== Given data ==

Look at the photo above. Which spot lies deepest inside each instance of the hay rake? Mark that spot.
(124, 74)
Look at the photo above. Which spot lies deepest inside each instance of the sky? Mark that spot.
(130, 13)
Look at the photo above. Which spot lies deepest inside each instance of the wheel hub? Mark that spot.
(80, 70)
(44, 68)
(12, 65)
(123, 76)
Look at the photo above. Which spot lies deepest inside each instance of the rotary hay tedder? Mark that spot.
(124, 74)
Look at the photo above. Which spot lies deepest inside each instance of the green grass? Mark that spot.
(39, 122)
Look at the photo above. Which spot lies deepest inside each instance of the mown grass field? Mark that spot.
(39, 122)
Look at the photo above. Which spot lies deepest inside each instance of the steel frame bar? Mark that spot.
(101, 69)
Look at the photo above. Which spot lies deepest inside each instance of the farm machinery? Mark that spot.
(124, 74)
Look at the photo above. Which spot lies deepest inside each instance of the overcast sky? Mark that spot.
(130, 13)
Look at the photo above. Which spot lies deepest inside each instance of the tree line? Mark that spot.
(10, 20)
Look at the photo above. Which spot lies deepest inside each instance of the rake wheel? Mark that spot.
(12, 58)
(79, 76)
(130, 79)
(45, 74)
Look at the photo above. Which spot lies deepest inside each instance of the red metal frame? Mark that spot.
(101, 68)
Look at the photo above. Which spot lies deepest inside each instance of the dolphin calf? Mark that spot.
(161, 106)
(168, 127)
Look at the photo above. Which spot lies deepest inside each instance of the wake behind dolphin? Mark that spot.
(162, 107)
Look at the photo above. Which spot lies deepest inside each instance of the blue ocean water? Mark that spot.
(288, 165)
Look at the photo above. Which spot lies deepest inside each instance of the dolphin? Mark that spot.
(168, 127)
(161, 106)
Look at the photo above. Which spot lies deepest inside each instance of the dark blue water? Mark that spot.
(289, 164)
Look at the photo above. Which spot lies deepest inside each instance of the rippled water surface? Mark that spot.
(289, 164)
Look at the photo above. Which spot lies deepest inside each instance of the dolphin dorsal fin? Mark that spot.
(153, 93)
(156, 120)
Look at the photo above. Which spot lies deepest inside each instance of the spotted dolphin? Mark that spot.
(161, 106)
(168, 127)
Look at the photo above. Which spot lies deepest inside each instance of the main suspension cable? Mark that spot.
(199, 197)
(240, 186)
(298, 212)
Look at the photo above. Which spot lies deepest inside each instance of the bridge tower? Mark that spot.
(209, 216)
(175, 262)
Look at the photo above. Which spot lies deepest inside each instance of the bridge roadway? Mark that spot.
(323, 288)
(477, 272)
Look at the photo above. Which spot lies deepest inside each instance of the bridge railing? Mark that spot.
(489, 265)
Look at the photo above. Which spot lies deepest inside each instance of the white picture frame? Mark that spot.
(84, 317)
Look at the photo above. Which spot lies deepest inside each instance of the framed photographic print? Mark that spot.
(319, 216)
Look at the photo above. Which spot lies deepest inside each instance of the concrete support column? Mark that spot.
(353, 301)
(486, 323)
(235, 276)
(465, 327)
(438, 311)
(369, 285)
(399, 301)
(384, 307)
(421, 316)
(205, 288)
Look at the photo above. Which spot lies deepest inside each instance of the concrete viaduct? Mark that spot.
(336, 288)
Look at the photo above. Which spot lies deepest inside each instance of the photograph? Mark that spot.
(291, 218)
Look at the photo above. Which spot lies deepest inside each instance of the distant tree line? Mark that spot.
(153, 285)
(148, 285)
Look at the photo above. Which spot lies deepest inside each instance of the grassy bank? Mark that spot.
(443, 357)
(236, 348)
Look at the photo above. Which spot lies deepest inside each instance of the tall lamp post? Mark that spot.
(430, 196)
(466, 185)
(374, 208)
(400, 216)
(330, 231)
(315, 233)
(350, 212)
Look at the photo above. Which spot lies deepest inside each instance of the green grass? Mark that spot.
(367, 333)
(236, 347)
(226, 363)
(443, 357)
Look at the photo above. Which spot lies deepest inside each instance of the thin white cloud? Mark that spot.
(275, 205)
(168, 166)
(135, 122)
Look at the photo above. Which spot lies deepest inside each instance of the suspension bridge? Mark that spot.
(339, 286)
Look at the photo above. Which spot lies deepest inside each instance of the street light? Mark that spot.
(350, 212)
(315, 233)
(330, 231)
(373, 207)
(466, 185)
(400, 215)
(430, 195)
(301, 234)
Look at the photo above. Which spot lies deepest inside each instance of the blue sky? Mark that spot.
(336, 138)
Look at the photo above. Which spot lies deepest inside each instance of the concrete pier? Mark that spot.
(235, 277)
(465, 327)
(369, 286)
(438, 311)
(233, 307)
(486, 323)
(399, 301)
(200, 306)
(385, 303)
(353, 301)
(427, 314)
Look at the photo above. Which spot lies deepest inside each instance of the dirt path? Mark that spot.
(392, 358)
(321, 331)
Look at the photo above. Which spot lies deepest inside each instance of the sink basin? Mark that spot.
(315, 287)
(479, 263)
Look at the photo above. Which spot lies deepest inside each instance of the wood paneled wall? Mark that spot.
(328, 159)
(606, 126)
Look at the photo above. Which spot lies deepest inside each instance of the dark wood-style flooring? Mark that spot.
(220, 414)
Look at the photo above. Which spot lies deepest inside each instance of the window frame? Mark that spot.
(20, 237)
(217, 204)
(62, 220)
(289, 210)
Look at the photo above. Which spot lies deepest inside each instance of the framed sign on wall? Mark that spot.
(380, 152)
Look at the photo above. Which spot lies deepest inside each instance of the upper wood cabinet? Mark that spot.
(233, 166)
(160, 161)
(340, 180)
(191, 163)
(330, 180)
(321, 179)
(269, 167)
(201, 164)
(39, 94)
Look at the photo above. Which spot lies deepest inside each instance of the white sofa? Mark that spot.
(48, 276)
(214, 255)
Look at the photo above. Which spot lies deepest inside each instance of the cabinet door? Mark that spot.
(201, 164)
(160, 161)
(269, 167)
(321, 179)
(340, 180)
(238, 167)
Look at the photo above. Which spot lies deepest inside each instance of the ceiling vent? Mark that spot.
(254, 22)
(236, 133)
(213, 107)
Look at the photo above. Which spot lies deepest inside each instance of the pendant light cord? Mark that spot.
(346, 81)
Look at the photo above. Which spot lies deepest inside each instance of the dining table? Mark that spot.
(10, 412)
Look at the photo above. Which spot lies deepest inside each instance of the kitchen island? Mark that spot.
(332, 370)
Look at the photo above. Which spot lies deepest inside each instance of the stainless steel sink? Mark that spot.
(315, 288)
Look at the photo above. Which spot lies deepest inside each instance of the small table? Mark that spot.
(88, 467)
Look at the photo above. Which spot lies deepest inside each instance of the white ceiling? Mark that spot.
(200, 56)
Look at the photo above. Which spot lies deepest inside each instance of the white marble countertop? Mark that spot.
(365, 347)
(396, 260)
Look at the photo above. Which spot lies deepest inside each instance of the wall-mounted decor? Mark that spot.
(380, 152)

===

> [What you have to do]
Please restate the data word for word, every record included.

> [Output]
Look at the photo above. Which spot lies deepest inside each instance of the hay rake? Mark that spot.
(124, 74)
Look at the photo above. Which spot lies deepest inside each instance of the sky? Mark that spot.
(130, 13)
Look at the photo above. Which spot lies deepest inside each instance of the wheel hub? Mark that spot.
(80, 70)
(44, 68)
(12, 65)
(123, 76)
Look at the photo above. Which spot lies deepest inside each instance of the rotary hay tedder? Mark that spot.
(124, 74)
Look at the photo above. Which spot lies deepest inside each instance of the green grass? Mark that spot.
(39, 122)
Look at the photo above. Which spot lies deepest inside each instance of the mown grass field? Mark that spot.
(39, 122)
Look at the photo above. Which spot lies deepest inside each instance of the steel frame bar? Mark that spot.
(101, 69)
Look at the photo above. Which spot lies deepest inside each instance of the farm machinery? Mark that spot.
(124, 74)
Look at the photo above. Which spot lies deepest inside each instance of the overcast sky? Mark that spot.
(130, 13)
Look at the photo above. Which spot lies deepest inside each instance of the tree line? Mark that spot.
(10, 20)
Look at the photo above. Which spot lies deepest inside each instance of the rake wheel? Mark that spot.
(12, 58)
(79, 76)
(130, 79)
(45, 74)
Look at the photo above. Which spot lies deepest inside each instance of the red metal frame? Mark that spot.
(101, 68)
Look at the photo above. Which spot lies deepest inside each instance of the dolphin calf? Mark that spot.
(161, 106)
(168, 127)
Look at the photo above. Which spot lies deepest inside each instance of the wake behind dolphin? Mark that spot.
(162, 107)
Look at the photo above. Which spot lies deepest inside each instance of the blue ocean water? Mark that spot.
(288, 165)
Look at the photo above. Which spot lies deepest inside each instance of the dolphin? Mark that spot.
(168, 127)
(161, 106)
Look at the photo above. Which spot lies deepest inside each instance of the dark blue water? Mark that spot.
(289, 164)
Look at the photo above. Which spot lies deepest inside each instance of the rippled water surface? Mark that spot.
(289, 164)
Look at the photo above. Which spot lies deepest inside each instance of the dolphin dorsal fin? Mark that spot.
(153, 93)
(156, 120)
Look at the photo above. Which spot lies deepest inside each instance of the spotted dolphin? Mark that spot.
(161, 106)
(168, 127)
Look at the photo above. Which spot lies deepest inside each instance of the main suspension cable? Mark that spot.
(199, 197)
(240, 186)
(298, 212)
Look at the photo above. Which spot lies deepest inside each instance of the bridge tower? Mark that spot.
(209, 216)
(175, 262)
Look at the photo above. Which spot lies deepest inside each instance of the bridge roadway? Mark that spot.
(323, 288)
(477, 272)
Look at the photo above. Which spot lies deepest inside each instance of the bridge railing? Mark that spot.
(489, 265)
Look at the photo above. Which spot lies deepest inside each instance of the white picture frame? Mark that spot.
(84, 317)
Look at the photo above. Which spot lies deepest inside each instance of the framed photographic print? Mark that spot.
(319, 216)
Look at the photo above. Which spot lies deepest inside each instance of the concrete support column? Mark that spot.
(353, 301)
(486, 323)
(235, 276)
(465, 327)
(438, 311)
(369, 285)
(399, 301)
(384, 307)
(421, 316)
(205, 288)
Look at the photo above. Which spot lies deepest inside each instance of the concrete viaduct? Mark that spot.
(336, 288)
Look at the photo above. Which spot lies deepest inside each instance of the photograph? Mark that spot.
(291, 218)
Look at the photo above. Which spot lies deepest inside each instance of the distant tree line? Mark that spot.
(153, 285)
(148, 285)
Look at the photo above. Which spot lies deepest inside each instance of the grassy bank? Mark that spot.
(443, 357)
(236, 348)
Look at the photo above. Which spot lies deepest inside each instance of the tall lamp post? Mark that spot.
(430, 196)
(466, 185)
(374, 208)
(400, 216)
(330, 231)
(315, 233)
(350, 212)
Look at the photo above. Which spot lies deepest inside each instance of the green grass? Mark that spot.
(367, 333)
(236, 347)
(226, 363)
(443, 357)
Look at the photo above. Which spot lies deepest inside each instance of the thin white cloud? Mark that spot.
(275, 205)
(168, 166)
(135, 122)
Look at the photo above. Which spot lies deepest inside each instance of the suspension bridge? Mark that spot.
(339, 286)
Look at the photo above. Which spot lies deepest inside each instance of the street light? Mark that spot.
(350, 212)
(315, 233)
(330, 231)
(373, 207)
(466, 185)
(400, 215)
(430, 195)
(301, 234)
Look at the photo above. Which spot lies deepest inside each instance of the blue sky? Mark that spot.
(336, 138)
Look at the photo above. Which spot lies deepest inside each instance of the concrete pier? Mark that spot.
(235, 277)
(465, 327)
(369, 286)
(438, 311)
(233, 307)
(486, 323)
(399, 301)
(200, 306)
(385, 303)
(353, 301)
(427, 314)
Look at the photo above. Which spot lies deepest inside each instance of the dirt path? Mark that spot.
(392, 358)
(321, 331)
Look at the photo above. Which spot lies deepest inside each instance of the sink basin? Mark that spot.
(315, 287)
(479, 263)
Look at the photo above. Which spot lies deepest inside each instance of the wood paneled wall? Mark that spot.
(328, 159)
(606, 126)
Look at the photo above. Which spot lies deepest inside each instance of the dark wood-style flooring? Mark that spot.
(220, 414)
Look at the photo above. Which spot lies deepest inside each instance of the window frame? Mark that spot.
(20, 237)
(217, 204)
(62, 220)
(289, 210)
Look at the photo above. Which spot lies deepest inside each instance of the framed sign on wall? Mark that spot.
(380, 152)
Look at the photo above. Which spot lies deepest inside each instance of the upper wood cabinet? Mark that spot.
(233, 166)
(160, 161)
(340, 180)
(191, 163)
(330, 180)
(321, 179)
(269, 167)
(201, 164)
(39, 94)
Look at the photo above. Which spot lies deepest inside each instance of the white sofa? Mark that spot.
(48, 276)
(214, 255)
Look at the photo above. Which spot lies deepest inside each instance of the cabinet door? Mark that spot.
(201, 164)
(160, 161)
(269, 167)
(321, 179)
(340, 180)
(238, 167)
Look at the photo above. Which spot lies deepest inside each instance of the ceiling vent? Mark that spot.
(254, 22)
(236, 133)
(213, 107)
Look at the photo above. Which spot lies deepest inside each instance of the pendant light cord? Mark that spot.
(346, 81)
Look at the photo above. Which spot lies deepest inside each instance of the dining table? Mark that spot.
(10, 412)
Look at the photo above. Which spot lies deepest inside each instance of the kitchen island? Mark that spot.
(332, 370)
Look at the photo above. Which spot lies deepest inside each instance of the stainless steel sink? Mark that spot.
(315, 288)
Look at the photo above. Which spot lies deepest inside each instance of the small table? Mark that spot.
(88, 467)
Look at the photo above. Which spot lies deepest inside each instance of the white ceiling? Mark that spot.
(200, 56)
Look at the photo above. Which spot lies deepest inside each instance of the white marble countertop? Mark that spot.
(365, 347)
(396, 260)
Look at the photo above. Which spot lies deepest inside each instance of the wall-mounted decor? Mark that spot.
(380, 152)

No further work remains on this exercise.